• Required work: Within the listing, each line that has the string "photograph" should be copied.

• Records to use:
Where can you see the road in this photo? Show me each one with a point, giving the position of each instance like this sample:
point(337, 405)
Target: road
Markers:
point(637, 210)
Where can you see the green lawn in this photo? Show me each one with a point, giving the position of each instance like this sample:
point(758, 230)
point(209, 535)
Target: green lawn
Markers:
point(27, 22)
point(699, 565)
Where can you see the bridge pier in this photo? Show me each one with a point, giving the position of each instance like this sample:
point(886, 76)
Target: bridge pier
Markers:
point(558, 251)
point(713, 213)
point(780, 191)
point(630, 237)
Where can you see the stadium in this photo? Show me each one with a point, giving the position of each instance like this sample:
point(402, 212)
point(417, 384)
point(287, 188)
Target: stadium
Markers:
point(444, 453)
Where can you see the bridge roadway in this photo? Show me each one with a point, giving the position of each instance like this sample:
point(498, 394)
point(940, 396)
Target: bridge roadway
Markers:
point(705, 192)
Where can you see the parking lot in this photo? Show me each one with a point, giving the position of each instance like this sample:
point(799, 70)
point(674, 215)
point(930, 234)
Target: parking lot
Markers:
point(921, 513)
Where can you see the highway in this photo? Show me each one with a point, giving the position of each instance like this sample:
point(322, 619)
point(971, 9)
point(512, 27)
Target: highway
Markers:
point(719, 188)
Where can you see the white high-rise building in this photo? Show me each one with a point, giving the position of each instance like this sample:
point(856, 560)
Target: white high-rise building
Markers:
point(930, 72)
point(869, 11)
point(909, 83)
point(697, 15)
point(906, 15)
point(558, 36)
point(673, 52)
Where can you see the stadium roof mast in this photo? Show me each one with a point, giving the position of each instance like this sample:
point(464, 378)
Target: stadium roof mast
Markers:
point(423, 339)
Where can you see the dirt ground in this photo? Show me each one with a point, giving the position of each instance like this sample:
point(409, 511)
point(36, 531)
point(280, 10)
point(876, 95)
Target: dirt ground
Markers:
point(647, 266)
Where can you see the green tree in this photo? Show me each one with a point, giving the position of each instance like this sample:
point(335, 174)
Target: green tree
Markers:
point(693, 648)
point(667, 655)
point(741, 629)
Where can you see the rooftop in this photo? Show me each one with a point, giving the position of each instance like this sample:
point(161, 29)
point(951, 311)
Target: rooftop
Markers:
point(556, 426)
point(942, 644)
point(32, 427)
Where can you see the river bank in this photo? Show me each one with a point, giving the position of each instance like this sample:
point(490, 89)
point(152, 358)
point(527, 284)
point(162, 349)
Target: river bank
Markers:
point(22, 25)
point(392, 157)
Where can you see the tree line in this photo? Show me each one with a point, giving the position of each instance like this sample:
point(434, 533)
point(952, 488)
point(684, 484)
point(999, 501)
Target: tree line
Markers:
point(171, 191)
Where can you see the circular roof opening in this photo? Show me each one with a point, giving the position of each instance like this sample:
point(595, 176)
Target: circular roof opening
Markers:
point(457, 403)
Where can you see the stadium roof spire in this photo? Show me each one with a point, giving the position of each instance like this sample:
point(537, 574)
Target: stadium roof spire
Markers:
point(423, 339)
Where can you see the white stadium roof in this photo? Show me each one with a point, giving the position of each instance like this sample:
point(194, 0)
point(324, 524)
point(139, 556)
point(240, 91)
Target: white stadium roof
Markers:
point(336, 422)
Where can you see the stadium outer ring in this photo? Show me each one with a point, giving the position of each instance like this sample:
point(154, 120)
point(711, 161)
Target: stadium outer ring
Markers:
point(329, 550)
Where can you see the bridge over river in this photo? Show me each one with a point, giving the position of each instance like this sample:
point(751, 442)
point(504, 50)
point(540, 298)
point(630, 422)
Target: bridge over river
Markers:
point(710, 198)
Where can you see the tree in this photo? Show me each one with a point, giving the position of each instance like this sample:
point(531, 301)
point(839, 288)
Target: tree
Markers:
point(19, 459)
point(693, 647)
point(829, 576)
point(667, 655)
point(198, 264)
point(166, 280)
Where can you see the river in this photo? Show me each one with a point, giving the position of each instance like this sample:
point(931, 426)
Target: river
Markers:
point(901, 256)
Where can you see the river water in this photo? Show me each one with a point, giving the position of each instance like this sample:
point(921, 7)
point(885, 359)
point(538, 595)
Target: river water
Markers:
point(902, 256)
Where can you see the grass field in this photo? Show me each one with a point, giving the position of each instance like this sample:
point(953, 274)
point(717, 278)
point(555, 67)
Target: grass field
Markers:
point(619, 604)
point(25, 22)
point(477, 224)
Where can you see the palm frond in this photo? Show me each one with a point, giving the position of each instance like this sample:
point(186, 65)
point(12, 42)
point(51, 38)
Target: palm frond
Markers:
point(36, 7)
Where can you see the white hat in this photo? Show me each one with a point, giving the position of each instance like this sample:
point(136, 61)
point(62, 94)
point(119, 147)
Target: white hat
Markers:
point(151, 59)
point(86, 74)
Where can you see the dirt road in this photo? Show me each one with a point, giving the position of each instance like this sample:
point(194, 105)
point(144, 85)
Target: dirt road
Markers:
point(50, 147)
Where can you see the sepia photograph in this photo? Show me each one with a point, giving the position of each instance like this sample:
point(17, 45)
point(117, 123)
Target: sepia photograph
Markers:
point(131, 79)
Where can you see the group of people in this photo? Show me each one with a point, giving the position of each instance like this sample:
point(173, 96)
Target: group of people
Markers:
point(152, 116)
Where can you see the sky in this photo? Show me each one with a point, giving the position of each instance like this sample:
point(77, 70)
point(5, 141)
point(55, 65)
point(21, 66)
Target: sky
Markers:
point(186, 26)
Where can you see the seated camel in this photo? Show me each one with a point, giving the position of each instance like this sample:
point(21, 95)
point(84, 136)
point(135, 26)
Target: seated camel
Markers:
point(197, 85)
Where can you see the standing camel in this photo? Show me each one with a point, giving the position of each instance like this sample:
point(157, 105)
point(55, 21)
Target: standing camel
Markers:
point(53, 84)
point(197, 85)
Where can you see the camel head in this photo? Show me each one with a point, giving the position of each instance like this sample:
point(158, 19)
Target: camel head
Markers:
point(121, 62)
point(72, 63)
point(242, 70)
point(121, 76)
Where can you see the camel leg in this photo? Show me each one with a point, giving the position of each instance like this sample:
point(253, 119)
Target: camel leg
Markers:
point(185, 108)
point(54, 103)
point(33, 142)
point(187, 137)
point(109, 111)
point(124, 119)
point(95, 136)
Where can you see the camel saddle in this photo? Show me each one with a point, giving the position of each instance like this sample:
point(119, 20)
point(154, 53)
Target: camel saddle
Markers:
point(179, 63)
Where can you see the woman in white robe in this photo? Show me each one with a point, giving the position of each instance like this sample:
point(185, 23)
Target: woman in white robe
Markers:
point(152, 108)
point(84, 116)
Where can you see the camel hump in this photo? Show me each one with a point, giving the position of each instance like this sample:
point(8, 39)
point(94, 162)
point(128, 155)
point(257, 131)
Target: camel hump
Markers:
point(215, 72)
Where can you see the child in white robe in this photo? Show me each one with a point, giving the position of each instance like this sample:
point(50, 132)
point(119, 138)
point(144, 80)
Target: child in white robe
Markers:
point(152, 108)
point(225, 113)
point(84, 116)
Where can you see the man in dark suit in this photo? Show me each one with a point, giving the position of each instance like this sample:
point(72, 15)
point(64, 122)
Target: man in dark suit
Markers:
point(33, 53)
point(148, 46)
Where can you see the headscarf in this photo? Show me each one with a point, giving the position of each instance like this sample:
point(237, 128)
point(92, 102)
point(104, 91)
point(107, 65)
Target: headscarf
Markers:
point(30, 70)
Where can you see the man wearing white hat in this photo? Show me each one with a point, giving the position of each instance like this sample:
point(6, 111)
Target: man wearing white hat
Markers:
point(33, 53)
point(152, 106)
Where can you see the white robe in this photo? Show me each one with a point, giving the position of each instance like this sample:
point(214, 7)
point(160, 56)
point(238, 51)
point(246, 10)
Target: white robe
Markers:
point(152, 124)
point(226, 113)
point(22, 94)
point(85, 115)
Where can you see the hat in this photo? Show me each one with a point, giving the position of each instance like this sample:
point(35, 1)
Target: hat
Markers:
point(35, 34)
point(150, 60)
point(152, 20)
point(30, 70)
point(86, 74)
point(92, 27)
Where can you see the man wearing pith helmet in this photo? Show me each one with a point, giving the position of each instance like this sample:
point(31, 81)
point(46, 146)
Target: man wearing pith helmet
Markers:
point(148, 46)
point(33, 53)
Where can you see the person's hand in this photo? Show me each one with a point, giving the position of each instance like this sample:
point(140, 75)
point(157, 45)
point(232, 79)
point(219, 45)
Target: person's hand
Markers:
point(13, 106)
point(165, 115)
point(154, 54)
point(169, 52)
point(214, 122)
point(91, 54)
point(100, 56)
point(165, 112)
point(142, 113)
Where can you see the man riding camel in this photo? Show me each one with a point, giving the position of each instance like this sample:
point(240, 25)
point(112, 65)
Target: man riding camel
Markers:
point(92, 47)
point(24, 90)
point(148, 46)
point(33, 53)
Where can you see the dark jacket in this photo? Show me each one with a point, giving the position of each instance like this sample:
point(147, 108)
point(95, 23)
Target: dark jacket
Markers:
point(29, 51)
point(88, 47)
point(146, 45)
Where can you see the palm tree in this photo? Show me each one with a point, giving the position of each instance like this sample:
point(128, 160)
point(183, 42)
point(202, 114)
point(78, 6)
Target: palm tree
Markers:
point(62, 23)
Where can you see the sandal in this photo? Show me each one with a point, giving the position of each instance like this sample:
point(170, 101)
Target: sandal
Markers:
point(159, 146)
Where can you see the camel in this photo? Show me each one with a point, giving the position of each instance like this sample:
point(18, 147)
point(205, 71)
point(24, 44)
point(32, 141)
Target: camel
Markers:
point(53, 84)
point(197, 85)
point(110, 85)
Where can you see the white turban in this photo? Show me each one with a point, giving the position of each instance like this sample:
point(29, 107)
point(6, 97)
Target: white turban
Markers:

• Answer section:
Where can you see the sepia photograph in this photo? Show me each one with a point, giving the position of each instance like this sample:
Target: sepia photograph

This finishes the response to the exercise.